▸ Records in a dataset

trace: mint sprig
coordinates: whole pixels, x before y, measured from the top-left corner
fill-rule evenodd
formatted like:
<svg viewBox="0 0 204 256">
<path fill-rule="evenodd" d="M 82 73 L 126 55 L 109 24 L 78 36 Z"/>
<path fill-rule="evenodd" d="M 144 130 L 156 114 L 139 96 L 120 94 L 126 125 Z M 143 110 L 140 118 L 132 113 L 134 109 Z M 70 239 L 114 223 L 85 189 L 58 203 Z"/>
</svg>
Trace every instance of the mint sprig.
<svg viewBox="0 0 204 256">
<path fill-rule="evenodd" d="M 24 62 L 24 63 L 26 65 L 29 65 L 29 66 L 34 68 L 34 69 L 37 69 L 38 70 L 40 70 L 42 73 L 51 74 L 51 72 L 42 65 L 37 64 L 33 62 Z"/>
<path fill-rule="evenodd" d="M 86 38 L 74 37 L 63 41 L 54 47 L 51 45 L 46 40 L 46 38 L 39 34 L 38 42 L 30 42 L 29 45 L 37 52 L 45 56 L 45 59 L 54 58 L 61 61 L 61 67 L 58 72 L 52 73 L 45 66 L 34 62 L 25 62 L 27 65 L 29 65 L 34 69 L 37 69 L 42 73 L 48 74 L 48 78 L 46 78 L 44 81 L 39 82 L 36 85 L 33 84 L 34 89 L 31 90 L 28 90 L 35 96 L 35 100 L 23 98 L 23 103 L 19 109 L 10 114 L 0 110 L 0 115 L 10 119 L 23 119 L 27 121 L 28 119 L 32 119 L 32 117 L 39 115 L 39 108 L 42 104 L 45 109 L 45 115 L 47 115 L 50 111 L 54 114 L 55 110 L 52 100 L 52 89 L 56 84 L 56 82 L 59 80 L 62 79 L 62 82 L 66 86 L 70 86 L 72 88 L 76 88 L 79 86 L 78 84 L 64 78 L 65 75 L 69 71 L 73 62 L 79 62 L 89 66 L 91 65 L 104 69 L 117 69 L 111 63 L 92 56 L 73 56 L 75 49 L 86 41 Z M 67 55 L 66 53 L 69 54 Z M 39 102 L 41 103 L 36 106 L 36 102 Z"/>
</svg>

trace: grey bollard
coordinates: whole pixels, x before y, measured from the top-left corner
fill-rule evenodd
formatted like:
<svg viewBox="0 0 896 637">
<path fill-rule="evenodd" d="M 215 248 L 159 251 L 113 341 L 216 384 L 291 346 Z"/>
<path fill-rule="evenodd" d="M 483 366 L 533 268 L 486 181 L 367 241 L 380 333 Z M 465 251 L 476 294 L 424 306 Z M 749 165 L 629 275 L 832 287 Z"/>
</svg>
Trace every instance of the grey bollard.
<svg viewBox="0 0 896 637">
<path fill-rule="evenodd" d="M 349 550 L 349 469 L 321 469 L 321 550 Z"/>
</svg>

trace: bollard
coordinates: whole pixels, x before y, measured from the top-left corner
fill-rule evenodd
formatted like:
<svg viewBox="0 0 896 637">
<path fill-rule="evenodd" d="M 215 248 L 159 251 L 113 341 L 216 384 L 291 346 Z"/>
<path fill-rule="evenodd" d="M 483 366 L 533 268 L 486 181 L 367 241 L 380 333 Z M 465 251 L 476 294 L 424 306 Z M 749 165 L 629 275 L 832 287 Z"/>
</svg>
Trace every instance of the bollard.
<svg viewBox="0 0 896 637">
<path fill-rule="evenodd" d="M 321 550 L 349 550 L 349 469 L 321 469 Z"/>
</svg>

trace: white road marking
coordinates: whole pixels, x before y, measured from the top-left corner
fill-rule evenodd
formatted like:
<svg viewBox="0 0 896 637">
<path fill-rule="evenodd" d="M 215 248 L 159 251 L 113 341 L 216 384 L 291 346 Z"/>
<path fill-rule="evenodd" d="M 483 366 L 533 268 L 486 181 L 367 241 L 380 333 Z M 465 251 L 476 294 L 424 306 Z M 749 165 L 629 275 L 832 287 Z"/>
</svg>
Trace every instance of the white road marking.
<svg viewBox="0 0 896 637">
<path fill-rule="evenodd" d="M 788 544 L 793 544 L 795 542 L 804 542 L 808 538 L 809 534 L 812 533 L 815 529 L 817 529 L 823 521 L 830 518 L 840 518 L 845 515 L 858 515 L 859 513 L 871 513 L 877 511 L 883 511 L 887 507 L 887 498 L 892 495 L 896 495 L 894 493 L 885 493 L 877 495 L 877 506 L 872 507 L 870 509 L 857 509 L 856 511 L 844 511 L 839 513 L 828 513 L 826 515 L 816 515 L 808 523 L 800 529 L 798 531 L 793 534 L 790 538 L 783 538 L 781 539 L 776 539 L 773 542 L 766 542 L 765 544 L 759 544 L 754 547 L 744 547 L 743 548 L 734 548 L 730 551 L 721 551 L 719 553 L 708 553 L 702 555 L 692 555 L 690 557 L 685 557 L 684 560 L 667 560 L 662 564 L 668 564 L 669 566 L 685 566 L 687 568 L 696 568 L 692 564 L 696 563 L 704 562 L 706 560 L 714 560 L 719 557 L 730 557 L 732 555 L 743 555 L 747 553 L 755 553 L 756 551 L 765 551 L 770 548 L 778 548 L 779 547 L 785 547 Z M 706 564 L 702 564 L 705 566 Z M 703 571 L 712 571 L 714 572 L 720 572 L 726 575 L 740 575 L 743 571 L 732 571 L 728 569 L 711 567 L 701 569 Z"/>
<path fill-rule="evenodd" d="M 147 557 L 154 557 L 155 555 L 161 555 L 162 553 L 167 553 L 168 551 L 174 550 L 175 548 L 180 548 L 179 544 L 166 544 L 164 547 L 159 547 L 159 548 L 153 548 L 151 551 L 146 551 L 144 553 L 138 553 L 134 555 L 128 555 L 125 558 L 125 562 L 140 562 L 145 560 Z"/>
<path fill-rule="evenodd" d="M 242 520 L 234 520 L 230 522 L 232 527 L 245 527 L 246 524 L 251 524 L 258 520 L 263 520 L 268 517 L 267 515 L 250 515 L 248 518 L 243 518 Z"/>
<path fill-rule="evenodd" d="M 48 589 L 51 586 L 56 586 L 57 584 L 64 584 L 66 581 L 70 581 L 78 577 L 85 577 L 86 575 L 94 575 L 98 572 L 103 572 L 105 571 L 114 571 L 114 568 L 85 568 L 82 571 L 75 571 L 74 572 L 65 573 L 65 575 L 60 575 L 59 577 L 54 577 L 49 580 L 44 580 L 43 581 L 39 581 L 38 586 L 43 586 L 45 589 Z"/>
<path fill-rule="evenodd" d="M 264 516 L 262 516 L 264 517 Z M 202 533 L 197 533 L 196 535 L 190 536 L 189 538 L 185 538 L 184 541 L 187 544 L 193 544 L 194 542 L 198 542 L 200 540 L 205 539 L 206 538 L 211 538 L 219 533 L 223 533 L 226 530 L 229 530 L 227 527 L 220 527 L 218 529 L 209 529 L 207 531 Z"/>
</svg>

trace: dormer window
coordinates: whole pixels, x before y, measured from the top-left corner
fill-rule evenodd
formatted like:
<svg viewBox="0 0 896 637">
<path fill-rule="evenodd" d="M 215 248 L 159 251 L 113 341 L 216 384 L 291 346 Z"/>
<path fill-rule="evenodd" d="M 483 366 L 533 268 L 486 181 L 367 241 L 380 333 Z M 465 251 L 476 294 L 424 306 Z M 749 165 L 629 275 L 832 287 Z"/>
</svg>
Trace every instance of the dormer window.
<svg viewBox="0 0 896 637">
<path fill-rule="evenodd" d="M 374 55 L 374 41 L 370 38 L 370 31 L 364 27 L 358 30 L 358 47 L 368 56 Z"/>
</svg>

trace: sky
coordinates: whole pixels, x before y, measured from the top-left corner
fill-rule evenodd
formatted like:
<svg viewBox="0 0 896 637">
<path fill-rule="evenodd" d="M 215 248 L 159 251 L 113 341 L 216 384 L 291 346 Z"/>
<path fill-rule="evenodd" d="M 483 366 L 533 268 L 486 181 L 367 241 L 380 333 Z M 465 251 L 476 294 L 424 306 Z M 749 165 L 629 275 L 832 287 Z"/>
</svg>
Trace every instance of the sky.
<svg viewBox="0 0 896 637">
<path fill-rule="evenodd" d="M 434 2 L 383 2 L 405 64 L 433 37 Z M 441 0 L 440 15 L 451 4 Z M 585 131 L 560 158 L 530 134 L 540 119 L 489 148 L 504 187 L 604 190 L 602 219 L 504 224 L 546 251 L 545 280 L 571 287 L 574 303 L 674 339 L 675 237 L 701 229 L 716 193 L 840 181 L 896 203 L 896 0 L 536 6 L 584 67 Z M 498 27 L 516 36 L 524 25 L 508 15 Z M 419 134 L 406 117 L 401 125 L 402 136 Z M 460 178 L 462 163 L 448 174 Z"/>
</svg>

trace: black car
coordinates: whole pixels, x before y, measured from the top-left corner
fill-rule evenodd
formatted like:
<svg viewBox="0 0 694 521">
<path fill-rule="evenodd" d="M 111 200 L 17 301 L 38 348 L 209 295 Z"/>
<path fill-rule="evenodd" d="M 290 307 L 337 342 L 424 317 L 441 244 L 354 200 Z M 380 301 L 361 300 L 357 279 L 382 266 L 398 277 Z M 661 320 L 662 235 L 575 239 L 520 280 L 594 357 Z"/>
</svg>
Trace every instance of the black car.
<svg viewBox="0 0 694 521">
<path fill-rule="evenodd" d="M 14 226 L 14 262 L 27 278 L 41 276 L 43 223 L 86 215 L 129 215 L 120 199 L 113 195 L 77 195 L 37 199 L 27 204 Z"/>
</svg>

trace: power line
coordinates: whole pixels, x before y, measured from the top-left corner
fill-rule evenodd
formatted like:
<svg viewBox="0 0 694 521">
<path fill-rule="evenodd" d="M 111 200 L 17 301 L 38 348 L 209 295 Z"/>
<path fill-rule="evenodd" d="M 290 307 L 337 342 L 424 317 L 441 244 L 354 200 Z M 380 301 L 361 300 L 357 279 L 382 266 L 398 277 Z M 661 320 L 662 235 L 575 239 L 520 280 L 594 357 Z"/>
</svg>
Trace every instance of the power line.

▸ WRITTEN TASK
List every line of the entries above that contains the word "bollard", matching case exactly.

▸ COMPLETED EXERCISE
trace: grey bollard
Trace every instance of the grey bollard.
trace: bollard
Trace every instance of the bollard.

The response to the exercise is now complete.